**Task description:** Without the images, print all the entries below exactly as given.

Point-per-instance localization data
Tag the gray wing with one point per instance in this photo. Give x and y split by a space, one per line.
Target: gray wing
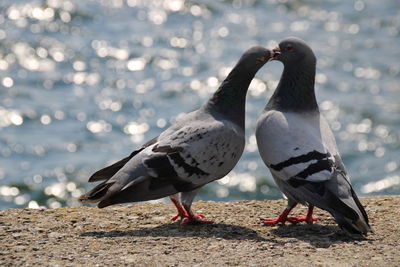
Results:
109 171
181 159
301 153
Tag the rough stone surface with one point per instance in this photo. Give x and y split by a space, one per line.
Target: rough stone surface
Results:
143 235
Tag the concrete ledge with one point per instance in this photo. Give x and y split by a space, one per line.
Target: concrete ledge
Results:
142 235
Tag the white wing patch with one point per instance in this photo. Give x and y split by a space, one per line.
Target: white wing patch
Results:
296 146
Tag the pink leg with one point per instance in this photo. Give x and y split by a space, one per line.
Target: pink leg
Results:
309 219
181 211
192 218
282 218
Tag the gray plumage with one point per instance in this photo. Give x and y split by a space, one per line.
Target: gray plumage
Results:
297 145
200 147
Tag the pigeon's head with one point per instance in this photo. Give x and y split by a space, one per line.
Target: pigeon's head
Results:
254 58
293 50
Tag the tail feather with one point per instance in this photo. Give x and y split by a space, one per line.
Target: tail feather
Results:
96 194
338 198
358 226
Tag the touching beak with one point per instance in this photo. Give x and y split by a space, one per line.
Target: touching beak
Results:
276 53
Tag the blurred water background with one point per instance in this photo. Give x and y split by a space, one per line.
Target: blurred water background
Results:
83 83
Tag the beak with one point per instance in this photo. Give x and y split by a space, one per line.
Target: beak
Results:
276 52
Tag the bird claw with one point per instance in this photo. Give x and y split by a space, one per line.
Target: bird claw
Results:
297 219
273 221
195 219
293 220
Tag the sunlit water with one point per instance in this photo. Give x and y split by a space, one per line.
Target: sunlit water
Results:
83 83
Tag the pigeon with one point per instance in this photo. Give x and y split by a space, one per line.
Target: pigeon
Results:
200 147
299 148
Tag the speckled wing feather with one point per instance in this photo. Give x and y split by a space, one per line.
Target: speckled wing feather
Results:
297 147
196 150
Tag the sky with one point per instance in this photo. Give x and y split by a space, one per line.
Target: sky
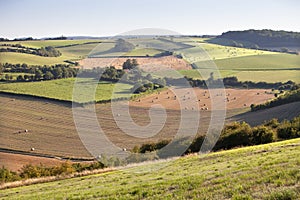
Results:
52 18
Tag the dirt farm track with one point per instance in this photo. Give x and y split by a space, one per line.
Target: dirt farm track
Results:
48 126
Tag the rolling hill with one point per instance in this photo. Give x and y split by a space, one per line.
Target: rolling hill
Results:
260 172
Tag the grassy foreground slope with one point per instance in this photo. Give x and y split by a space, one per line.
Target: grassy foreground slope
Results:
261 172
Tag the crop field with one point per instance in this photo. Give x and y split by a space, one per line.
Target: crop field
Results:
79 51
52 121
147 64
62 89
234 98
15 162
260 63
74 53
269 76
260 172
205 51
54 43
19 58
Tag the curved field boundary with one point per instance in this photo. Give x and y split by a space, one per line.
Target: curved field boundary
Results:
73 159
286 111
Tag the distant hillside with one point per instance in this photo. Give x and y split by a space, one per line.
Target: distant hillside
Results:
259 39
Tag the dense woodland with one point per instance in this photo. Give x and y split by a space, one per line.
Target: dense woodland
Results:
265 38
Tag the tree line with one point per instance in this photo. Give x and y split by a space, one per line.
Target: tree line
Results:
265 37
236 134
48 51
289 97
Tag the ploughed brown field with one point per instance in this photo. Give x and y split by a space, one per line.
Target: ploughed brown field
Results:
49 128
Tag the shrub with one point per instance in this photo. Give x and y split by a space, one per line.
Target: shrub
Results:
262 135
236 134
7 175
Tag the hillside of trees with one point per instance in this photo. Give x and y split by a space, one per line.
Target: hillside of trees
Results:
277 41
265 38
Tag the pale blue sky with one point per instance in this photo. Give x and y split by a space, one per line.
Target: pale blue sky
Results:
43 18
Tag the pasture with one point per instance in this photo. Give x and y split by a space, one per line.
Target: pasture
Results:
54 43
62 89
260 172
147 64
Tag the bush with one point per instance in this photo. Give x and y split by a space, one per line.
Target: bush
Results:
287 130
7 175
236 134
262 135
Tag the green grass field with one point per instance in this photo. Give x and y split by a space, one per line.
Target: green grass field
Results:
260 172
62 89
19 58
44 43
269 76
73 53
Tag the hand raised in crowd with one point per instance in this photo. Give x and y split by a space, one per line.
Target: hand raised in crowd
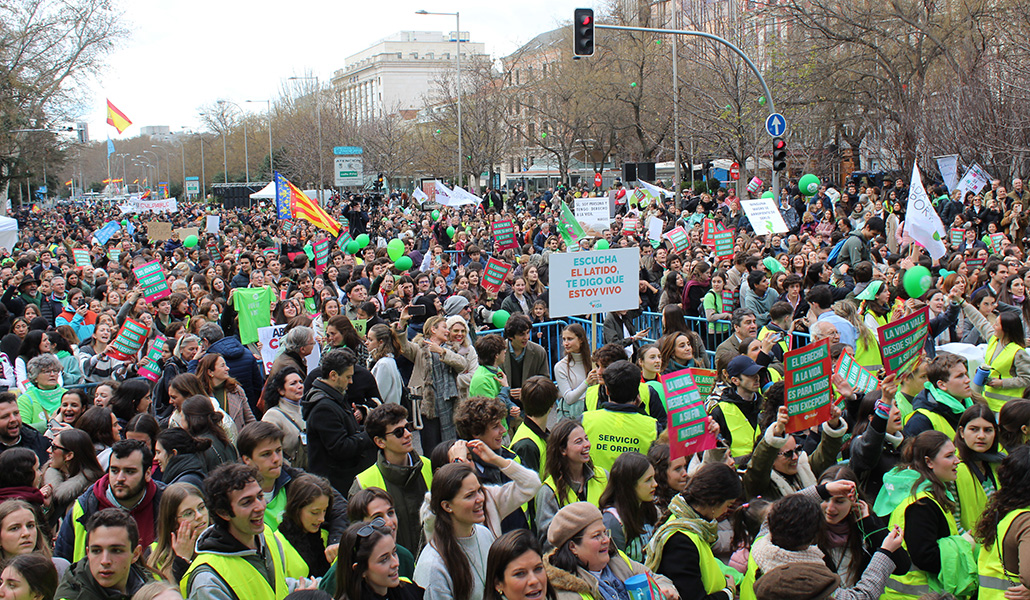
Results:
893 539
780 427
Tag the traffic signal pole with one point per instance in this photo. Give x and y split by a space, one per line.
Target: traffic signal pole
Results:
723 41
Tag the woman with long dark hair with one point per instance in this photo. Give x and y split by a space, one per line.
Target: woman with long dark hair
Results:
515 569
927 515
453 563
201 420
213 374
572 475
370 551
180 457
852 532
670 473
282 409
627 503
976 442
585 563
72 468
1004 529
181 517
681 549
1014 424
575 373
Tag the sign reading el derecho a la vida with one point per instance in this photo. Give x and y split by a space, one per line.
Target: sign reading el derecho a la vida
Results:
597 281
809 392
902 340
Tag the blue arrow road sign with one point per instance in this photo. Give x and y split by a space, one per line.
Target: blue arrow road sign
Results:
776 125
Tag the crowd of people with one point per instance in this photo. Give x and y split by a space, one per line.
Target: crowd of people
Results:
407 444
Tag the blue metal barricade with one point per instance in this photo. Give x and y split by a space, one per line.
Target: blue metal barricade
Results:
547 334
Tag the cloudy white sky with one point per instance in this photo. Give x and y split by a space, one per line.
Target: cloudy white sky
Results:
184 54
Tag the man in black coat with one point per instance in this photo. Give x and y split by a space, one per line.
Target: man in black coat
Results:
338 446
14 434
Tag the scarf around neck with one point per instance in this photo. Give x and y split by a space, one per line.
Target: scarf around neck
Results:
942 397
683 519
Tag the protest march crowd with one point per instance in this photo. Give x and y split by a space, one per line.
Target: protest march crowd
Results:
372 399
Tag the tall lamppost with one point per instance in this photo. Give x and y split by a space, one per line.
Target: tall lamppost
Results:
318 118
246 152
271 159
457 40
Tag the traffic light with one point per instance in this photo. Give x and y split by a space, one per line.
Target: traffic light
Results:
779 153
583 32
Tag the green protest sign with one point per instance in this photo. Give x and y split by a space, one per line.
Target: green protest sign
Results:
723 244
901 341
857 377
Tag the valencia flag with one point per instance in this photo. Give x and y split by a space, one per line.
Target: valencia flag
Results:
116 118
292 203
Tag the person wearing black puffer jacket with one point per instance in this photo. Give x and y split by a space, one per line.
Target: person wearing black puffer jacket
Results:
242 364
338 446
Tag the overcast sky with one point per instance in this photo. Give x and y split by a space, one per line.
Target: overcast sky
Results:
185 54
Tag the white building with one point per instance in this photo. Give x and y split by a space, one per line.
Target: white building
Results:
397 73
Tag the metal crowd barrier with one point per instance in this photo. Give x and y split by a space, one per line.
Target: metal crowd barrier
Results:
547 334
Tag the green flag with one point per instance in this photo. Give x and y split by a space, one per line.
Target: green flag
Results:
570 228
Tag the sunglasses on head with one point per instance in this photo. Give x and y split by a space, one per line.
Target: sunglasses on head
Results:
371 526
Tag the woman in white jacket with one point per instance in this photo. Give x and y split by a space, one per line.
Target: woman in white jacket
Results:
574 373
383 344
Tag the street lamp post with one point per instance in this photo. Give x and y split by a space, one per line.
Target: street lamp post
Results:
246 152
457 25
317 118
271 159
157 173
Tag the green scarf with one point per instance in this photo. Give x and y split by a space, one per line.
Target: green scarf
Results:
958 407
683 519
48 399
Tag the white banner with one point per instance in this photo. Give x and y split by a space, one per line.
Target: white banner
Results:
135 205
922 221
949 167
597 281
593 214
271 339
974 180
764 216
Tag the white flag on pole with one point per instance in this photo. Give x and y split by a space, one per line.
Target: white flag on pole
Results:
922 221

**Finished exercise:**
Tag the gray wing with one point per instance in this photo. Give x and y split by a space, one per line.
Target: gray wing
Results:
109 171
181 159
301 153
Tag the rough stone surface with one point per instance in this photo. Give x and y split by a space, one per line.
Target: rough stone surface
Results:
143 235
Tag the concrete ledge with one point per instance in this photo. Give x and y split by a space, one per line.
Target: concrete ledge
Results:
142 235
Tag the white wing patch with one point per instance in this photo. Give x and y split by a space, one per line.
Target: white wing patch
Results:
296 146
Tag the pink leg with one point per instance in this photo. Give x and y split by a space, one per line.
Target: pink leg
Results:
309 219
181 211
192 218
282 218
Tag the gray plumage with one point per instance in this photo. Give x and y split by a space, one per line.
Target: gray plumage
Results:
297 145
200 147
Tag the pigeon's head with one point per instance in this photo. Give x and y split by a space, one per line.
Target: pigeon's head
Results:
254 58
293 50
Tag the tail feather with one point per instance in this photo. Give x and y split by a space, one per line.
Target: tail feather
Results:
96 194
338 198
358 226
Tag the touching beak with one point per instance in this photo. Give x and y split by a space, one per line.
Target: touching beak
Results:
276 53
Tag the blurred water background with one point per instance in this photo. Give x and y split by a space, one per line.
Target: blurred water background
Results:
83 83
Tag the beak with one point per instance in this photo. Give x and y split by a space, one per line.
Target: beak
Results:
276 52
Tag the bird claw with one point per instance in this photo. Give x and y split by a space, one per line.
Target: bird claw
Results:
297 219
273 221
195 219
293 220
Tag the sunlit water with one point per instance in this photo. Give x and y split by a space, one per line.
Target: sunlit water
Results:
83 83
Tag the pigeon with one point per instance in this photo. Give x and y split by a space, one per line.
Target: pigeon
Results:
200 147
299 148
Tag the speckled wing feather with one point per instance in this photo. Give x and y split by a space, one per line.
Target: speckled wing feather
Results:
297 147
196 150
Tag the sky with one point per instance in this photo. Give x and y split by a space, one per line.
Target: sky
Results:
52 18
Tag the dirt farm track with one point per instance in this photo. Give x and y split by a space, one per line.
Target: dirt farm track
Results:
48 126
Tag the rolling hill with one point per instance in this photo. Give x and y split by a space, one per line.
Target: rolling hill
Results:
260 172
Tag the grassy foreground slope with one point per instance in this photo. Give x and y split by a space, one per line.
Target: grassy foreground slope
Results:
261 172
Tag the crop field with one point per instance in this photo. Give x and y split by a space, one per line.
Target: crop field
Results:
79 51
52 121
147 64
62 89
234 98
15 162
260 63
74 53
269 76
260 172
205 51
54 43
19 58
Tag the curved field boundary with one point per instance in this photo. Give x and y split by a space, one per line.
Target: curved field boundary
Results:
73 159
286 111
Tag the distant hillside with one point per instance in this photo. Give x and y split by a space, one per line.
Target: distant hillside
Results:
259 39
Tag the dense woodland with one point per instance in this photo. Give x and y split by a space, one per line.
Target: dense woodland
Results:
265 38
Tag the tree line with one point per instance in this photo. Give x and y split by a space, one per line.
Target: tree line
Results:
265 37
236 134
48 51
289 97
Tag the ploughed brown field with one point per instance in this photo. Give x and y split by a space, one per line.
Target: ploughed brown field
Results:
49 128
Tag the shrub with one point per instance in this photo. Give x and y split by a space, one per line.
Target: shrub
Results:
262 135
236 134
7 175
Tag the hillside of trees with one point per instance in this photo. Give x and y split by a space, one per line.
Target: hillside of trees
Results:
277 41
265 38
Tag the pale blue sky with one point per instance in this photo. Give x and y split by a space, one per line.
Target: pale blue sky
Results:
43 18
Tag the pasture with one point per instance in this photo. Give x and y split by a space, one per line.
Target: pasture
Results:
54 43
62 89
260 172
147 64
Tag the bush with one point per instance in this photo. Give x and y split by a space, one per line.
Target: bush
Results:
287 130
7 175
236 134
262 135
Tag the green grass field with one point per instance in this photo. Give x and y split by a space, one per line.
Target: green grass field
Results:
260 172
62 89
19 58
44 43
269 76
73 53
Tag the hand raised in crowd with one point per instance in this photo. Give x and y split by a space, one per line.
Target: hand raised in crowd
Results:
893 539
780 427
Tag the traffic signal pole with one point per instance in this photo. Give x and y split by a space, one per line.
Target: traffic signal pole
Results:
723 41
Tag the woman with long dark hair with one point per instance in this photo. Give x and y split by a space, one per line.
Target: woman with long dark hair
Results:
515 569
927 515
453 563
201 420
213 374
572 475
370 551
180 457
852 532
670 473
282 409
627 503
976 442
585 563
72 468
1004 529
181 517
681 549
1014 424
575 373
Tag the sign reading el derecho a la vida with one point per instance in this photo. Give x and y split by a space, one per line.
Target: sign reading el derecho a la vida
Results:
597 281
809 392
902 340
Tag the blue arrow road sign with one point per instance in this photo. Give x and y split by a space, one per line.
Target: blue arrow road sign
Results:
776 125
Tag the crowd of people with one point per instance in this photo. Give x and y split by a space, one per line.
Target: crowd of people
Results:
407 444
Tag the blue metal barricade with one point per instance in this photo. Give x and y split by a space, one per line.
Target: blue metal barricade
Results:
547 334
Tag the cloudy white sky with one point per instance in this photo. Give x and y split by a space, one per line.
Target: cloudy white sky
Results:
184 54
Tag the man in black coat with one point per instance in this photo. Give x and y split by a space, one per line.
Target: man in black coat
Results:
338 446
14 434
Tag the scarf around neck with one point per instance in this photo. Give x and y split by a space, one per line.
Target: scarf around neck
Results:
942 397
683 519
Tag the protest march crowd with one point per instance in this photo. Give x and y split by a space, one per line.
Target: protest march crowd
Results:
372 399
Tag the tall lamppost with one point per instance in this photo. Give x and y split by a space, one per line.
Target: tall lamppost
Results:
318 118
246 152
271 159
457 40
Tag the traffic light with one point per instance in this photo. Give x and y split by a space, one per line.
Target: traffic light
Results:
779 153
583 32
Tag the green protest sign with one point per instance in this photo. Give x and y split by a space, one per line.
Target: green protest sign
Results:
723 244
901 341
857 377
Tag the valencia flag with one point per instance in this photo. Give x and y split by a space, one per line.
Target: valencia flag
Results:
116 118
292 203
Tag the person wearing black puffer jacket with one point per instance in this photo. Give x and y split by a space, one per line.
Target: person wearing black puffer jacket
Results:
242 364
338 446
Tag the overcast sky with one point per instance in this photo. Give x and y split by a space, one per line.
Target: overcast sky
Results:
185 54
Tag the white building with one point per instance in this photo. Give x and y split by a space, one per line.
Target: white building
Results:
397 73
Tag the metal crowd barrier with one point per instance in this photo. Give x and y split by a space, one per line.
Target: metal crowd barrier
Results:
547 334
Tag the green flag with one point per instance in this photo. Give x and y split by a space, one per line.
Target: green flag
Results:
570 228
Tag the sunglasses on head with one point per instance in this photo. Give x and y split by a space, one per line.
Target: sunglasses on head
Results:
371 526
Tag the woman in white jacket with one point per instance in this photo. Give x and y split by a space, one per line.
Target: woman in white jacket
Results:
574 373
383 344
Tag the street lamp post with one point per instance in this photo. Give x and y split by a space, one per line.
Target: street lamp post
Results:
246 152
457 25
317 118
271 159
157 173
Tag the green scarf with one point per instance in this photo. Give x and y split by a space, one per line.
Target: green scarf
Results:
958 407
683 519
48 399
Tag the white banner with one point per instance in this photo. Give x and y split by a space, one per line.
Target: white banner
Results:
135 205
922 221
949 167
597 281
593 214
271 339
974 180
764 216
Tag the white flag on pole with one point per instance in this photo. Give x and y split by a space, one per line.
Target: white flag on pole
Results:
922 221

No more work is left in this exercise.